WORK ORDER:
Look through the lines below for the word "like", and copy every line that has it.

DATA LISTING:

=== Begin Enclosure ===

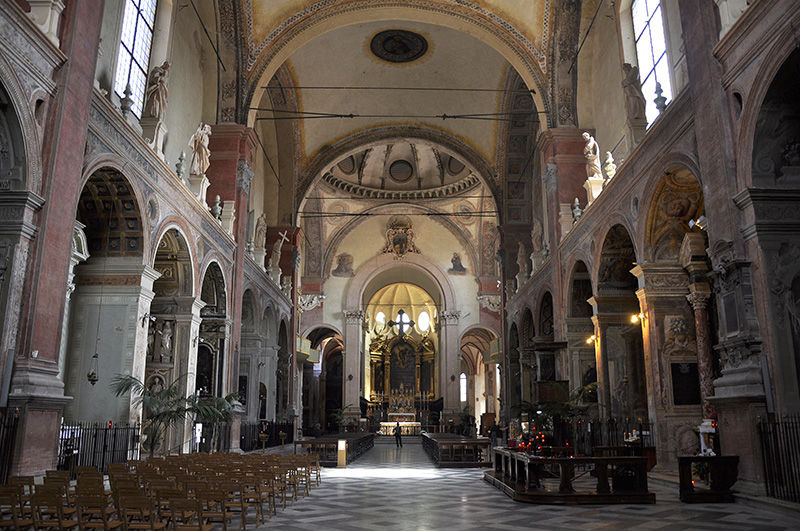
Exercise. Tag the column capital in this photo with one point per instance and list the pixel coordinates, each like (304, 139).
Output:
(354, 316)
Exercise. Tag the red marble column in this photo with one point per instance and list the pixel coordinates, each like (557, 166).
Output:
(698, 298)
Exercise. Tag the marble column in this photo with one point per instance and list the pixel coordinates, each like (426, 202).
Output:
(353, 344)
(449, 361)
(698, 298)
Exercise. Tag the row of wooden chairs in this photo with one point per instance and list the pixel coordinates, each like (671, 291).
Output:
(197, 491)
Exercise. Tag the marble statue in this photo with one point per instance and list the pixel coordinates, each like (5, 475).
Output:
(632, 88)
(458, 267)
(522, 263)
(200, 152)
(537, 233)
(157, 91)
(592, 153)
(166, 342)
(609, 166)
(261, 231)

=== End Enclosure ===
=== Begin Enclosure ===

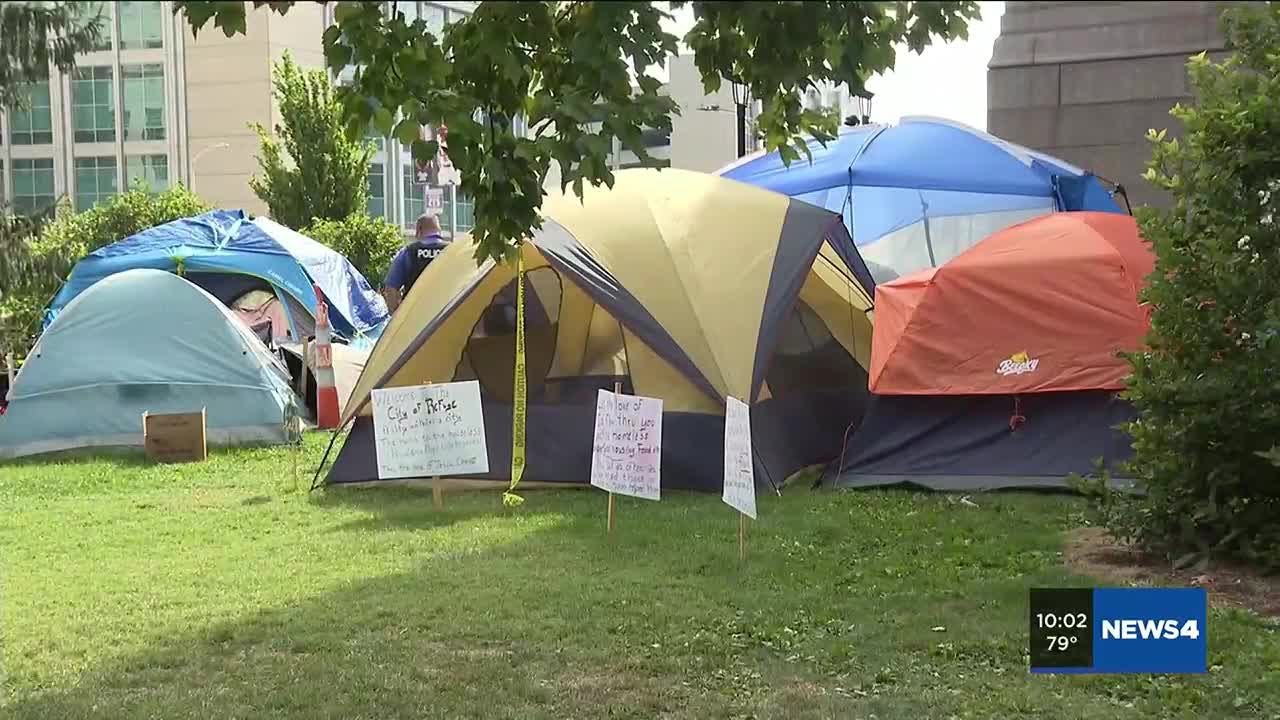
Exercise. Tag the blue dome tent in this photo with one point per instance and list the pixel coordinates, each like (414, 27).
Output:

=== End Enclosure ===

RESPONSE TO THE EXERCISE:
Exercise. Tag the column capital in this photo with one point per instance and list the pixel coordinates, each like (304, 139).
Exercise. Tag the red marble column in this photo with one point per instance and list the pixel coordinates, each like (557, 166).
Exercise. Tag the marble column in this photo with one point per instance and list the pixel coordinates, each like (426, 202).
Exercise. Tag the row of wooden chairs in this photo with one point per instance and list the pixel coordinates, each like (671, 291).
Exercise. Tag the marble statue in this photo with one point per instance and list the pixel coordinates, each like (5, 475).
Exercise. Tag the blue dome tent in this photo with one point per instance and list the pixel coordinates, each like (414, 27).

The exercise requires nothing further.